### PASSAGE PROVIDED
____

Inspiring Older Readers

posted on 22 Aug 2021

The Book Collectors of Daraya by Delphine Minoui

I still find it hard to really comprehend the way a series of small, peaceful but determined anti-government protests during 2011 in Damascus, Syria,  became the seed-bed for what is now one of the longest, most destructive and bloody civil wars. With over half a million killed or missing and a country carved up into competing spheres of influence, it’s a human and political tragedy.

The decision of the Assad  regime to remain in power through the use of force led to terrible scenes of the so-called ‘rebel’ areas being barrel-bombed and poisoned by chemical weapons until they either capitulated or had their whole towns destroyed. And when Daraya, just five miles from Damascus, was targeted as a rebel stronghold, the residents resisted and looked to the outside world for help. Very little of that help ever materialised.

When author and journalist, Delphine Minouri – partly based in Turkey and partly in France - came across a photograph posted on the ‘Humans of Syria’ Facebook site she was captivated.  It showed two young men in Daraya under a caption that read ‘The secret library of Daraya’ and she was knew at that moment that she needed to know more. Clearly unable to travel to meet these young men she began a prolonged relationship via whatever social media she was able to use.

____

### SOURCE INFORMATION

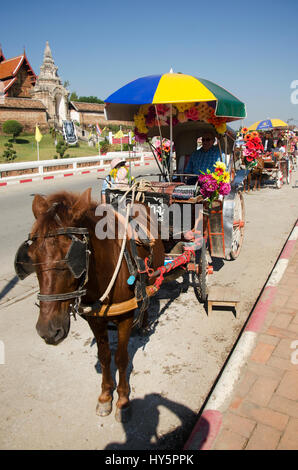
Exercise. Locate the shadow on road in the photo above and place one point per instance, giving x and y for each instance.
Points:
(142, 432)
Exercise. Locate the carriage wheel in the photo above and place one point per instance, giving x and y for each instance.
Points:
(200, 280)
(238, 226)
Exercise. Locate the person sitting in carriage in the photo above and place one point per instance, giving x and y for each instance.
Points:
(204, 158)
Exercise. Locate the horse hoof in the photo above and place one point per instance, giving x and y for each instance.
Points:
(123, 415)
(104, 409)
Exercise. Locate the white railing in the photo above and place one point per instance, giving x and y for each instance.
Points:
(75, 165)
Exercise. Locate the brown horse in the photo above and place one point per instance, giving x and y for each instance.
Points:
(62, 218)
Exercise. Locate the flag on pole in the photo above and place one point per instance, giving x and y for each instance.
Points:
(119, 135)
(98, 129)
(38, 134)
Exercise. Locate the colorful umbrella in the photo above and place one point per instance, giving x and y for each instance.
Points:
(171, 88)
(267, 124)
(172, 100)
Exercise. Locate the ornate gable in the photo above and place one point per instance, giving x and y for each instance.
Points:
(16, 75)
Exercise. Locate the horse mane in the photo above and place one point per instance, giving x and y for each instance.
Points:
(60, 203)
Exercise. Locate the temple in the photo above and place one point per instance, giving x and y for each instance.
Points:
(42, 99)
(17, 76)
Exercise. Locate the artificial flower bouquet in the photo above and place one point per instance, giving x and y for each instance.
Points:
(163, 150)
(253, 147)
(214, 184)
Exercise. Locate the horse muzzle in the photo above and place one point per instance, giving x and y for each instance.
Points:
(53, 332)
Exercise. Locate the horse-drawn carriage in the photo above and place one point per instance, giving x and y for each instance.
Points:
(275, 165)
(106, 278)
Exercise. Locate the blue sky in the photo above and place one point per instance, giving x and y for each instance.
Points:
(250, 48)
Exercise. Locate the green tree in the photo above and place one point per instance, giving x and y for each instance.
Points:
(12, 127)
(9, 153)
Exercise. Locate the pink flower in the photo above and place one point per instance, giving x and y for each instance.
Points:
(192, 114)
(208, 185)
(162, 109)
(224, 189)
(139, 137)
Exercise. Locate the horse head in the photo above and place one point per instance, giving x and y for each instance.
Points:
(58, 244)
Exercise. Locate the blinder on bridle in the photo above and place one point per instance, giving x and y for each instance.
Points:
(76, 259)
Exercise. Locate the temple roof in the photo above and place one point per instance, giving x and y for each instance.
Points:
(88, 107)
(9, 69)
(22, 103)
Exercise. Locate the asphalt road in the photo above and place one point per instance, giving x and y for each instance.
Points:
(48, 394)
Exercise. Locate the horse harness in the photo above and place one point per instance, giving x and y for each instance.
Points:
(77, 261)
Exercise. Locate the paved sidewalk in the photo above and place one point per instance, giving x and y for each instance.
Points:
(262, 411)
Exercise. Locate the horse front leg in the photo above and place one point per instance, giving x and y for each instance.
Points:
(121, 358)
(99, 328)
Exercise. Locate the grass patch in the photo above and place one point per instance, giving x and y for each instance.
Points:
(26, 148)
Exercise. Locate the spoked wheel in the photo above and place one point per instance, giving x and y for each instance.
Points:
(200, 280)
(238, 226)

____

### TASK LIST
(a) Transcribe the part of the review of The Book Collectors of Daraya that begins at the words "Inspiring Older Readers" and stops after the words "and political tragedy.".
(b) Write the next part of the review of The Book Collectors of Daraya, picking up after its last sentence.

### ANSWERS IN ORDER
(a)
Inspiring Older Readers

posted on 22 Aug 2021

The Book Collectors of Daraya by Delphine Minoui

I still find it hard to really comprehend the way a series of small, peaceful but determined anti-government protests during 2011 in Damascus, Syria,  became the seed-bed for what is now one of the longest, most destructive and bloody civil wars. With over half a million killed or missing and a country carved up into competing spheres of influence, it’s a human and political tragedy.

(b)
What emerges is the remarkable story of a group of men trapped in the besieged city who do everything in their power to save and collect books, organise them into a library and then make them available to all who want to read them. It’s an astonishing expression of belief in the universal and immediate importance of literature as an educational and civilising influence.

Mythili Rao, reviewing the book for The Guardian, describes the way the library is used in this way:

“The most popular titles range from self-help books by Tony Robbins and Stephen Covey to Arabic classics such as Kitāb al-’Ibar (The Book of Lessons) by the 14th-century Tunisian historian Ibn Khaldun, or the romantic verses of Syrian poet Nizar Qabbani. The library becomes a gathering place, too – for English lessons, for lectures and debates about democracy and revolution, and occasionally, for dancing and movie screenings. It’s a vital barricade for these young revolutionaries..”

But, of course, the basement library is not immune from the weapons of total destruction and, inevitably, it too succumbs eventually to the Government assaults. There are deaths and tragedies before an evacuation is brokered and the keepers of the secret library find their way to relative safety.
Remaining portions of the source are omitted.